*What is being asked*
Find the line that contains "Where can the brick wall" and print it and every line after it, exactly, please.

*The records*

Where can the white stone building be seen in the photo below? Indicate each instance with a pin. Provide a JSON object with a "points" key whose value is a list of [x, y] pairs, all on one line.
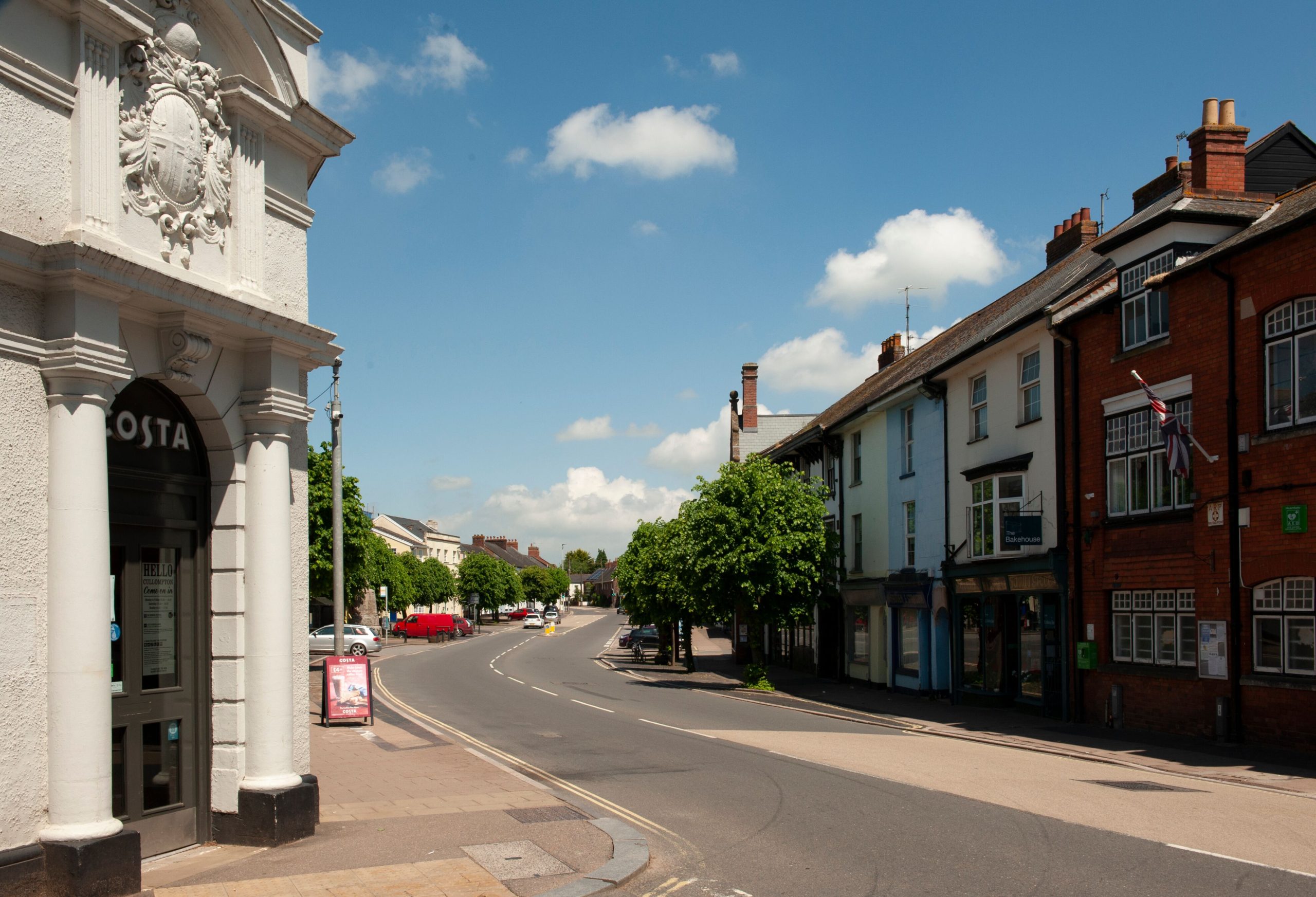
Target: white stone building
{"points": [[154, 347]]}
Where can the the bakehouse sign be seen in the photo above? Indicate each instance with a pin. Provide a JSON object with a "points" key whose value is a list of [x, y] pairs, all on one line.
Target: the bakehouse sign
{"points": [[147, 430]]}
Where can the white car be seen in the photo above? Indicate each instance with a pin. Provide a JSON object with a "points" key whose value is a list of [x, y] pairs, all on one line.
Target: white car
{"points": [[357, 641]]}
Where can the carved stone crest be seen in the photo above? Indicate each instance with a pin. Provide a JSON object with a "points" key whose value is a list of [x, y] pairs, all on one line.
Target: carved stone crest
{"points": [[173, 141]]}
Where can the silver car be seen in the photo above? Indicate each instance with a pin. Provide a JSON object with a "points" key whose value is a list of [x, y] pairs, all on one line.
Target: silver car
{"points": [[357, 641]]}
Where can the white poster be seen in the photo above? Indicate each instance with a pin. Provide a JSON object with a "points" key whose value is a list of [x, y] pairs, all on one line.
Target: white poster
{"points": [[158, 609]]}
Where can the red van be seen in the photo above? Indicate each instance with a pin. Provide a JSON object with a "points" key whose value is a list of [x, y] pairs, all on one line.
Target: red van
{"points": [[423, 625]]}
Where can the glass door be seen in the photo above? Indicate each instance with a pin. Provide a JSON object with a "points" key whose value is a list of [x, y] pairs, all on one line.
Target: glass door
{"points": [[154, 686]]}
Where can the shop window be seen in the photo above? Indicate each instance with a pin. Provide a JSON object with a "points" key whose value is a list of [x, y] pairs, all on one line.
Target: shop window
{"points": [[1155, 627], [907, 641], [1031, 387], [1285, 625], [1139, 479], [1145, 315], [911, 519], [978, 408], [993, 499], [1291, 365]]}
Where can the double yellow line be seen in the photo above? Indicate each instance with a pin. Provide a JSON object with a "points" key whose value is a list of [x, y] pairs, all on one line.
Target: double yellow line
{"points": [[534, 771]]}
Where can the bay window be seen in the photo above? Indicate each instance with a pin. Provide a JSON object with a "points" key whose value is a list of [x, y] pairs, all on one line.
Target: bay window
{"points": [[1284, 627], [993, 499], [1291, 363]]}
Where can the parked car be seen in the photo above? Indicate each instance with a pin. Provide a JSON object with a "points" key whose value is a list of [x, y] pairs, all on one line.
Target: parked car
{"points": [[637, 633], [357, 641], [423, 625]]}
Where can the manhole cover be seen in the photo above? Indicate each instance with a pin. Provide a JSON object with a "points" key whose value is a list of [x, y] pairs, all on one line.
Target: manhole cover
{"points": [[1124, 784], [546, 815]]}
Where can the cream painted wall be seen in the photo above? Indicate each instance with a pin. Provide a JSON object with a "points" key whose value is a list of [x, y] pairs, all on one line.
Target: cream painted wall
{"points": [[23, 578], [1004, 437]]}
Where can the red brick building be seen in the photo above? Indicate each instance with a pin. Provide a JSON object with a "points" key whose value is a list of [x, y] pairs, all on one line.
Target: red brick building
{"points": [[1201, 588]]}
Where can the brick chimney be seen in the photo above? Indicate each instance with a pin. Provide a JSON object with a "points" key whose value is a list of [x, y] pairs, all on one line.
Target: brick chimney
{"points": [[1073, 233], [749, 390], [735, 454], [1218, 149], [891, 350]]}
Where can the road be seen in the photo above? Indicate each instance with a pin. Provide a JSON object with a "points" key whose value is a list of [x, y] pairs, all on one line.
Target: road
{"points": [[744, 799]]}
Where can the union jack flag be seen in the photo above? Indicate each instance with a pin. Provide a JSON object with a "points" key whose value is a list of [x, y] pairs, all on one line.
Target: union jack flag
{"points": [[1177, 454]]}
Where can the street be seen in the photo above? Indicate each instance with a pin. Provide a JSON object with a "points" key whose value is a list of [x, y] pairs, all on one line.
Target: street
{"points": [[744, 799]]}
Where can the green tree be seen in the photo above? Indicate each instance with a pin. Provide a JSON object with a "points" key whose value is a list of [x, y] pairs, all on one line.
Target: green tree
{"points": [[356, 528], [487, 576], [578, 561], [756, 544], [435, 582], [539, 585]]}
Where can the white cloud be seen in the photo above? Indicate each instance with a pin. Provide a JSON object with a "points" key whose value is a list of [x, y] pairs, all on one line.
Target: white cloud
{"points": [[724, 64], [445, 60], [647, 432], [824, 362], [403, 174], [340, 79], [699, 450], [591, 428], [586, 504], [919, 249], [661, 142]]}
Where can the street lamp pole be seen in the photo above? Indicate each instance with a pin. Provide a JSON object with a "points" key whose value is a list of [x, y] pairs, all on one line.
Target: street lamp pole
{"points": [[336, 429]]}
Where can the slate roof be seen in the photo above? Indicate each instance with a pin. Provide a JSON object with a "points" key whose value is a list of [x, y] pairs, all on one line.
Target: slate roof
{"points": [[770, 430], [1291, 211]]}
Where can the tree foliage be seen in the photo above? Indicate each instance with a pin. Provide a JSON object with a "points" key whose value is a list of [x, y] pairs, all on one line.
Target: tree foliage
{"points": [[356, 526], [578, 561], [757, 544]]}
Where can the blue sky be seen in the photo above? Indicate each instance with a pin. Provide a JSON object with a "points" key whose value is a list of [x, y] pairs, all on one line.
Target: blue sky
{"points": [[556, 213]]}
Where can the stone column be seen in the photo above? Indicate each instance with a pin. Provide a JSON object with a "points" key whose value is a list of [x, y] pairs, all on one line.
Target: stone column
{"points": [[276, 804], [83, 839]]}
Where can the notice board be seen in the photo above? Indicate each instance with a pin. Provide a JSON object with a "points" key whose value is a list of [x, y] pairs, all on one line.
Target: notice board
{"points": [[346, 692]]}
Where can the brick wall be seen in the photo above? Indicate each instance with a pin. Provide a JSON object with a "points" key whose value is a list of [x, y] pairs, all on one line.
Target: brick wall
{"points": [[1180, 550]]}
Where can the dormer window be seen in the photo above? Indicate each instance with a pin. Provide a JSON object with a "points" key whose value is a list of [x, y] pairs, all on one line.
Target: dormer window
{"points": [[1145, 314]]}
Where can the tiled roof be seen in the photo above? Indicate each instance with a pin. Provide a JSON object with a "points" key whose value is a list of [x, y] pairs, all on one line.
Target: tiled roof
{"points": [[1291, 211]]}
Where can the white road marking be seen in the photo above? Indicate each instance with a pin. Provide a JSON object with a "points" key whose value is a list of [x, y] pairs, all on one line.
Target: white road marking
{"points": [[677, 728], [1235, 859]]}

*Full output*
Where can the brick wall be seen in the photo above? Indicate each instance with a pin. Provide a JSON object with a "points" key whose value is a list of [x, y] pairs, all on one line.
Target: brick wall
{"points": [[1180, 550]]}
Where can the dormer window be seen in the photo above? Indicate each instance with a pin. Provide a JSON object with a "points" key whose value is a list of [x, y] pairs, all on one line.
Target: dormer window
{"points": [[1145, 314]]}
Where can the tiled roof be seen in the photo above? Indicate each instance with a pin. Provide a JSON object with a "points" key whose value is a list of [x, y] pairs, all on one line.
Target: tiled roof
{"points": [[1291, 211]]}
Where can the white road marking be seen in the photo above? Indicate each instance with a pin. Provide a JSON object with a "points" key whose value is a list of [x, y] pairs, all on one line.
Target: white road marking
{"points": [[677, 728], [1235, 859]]}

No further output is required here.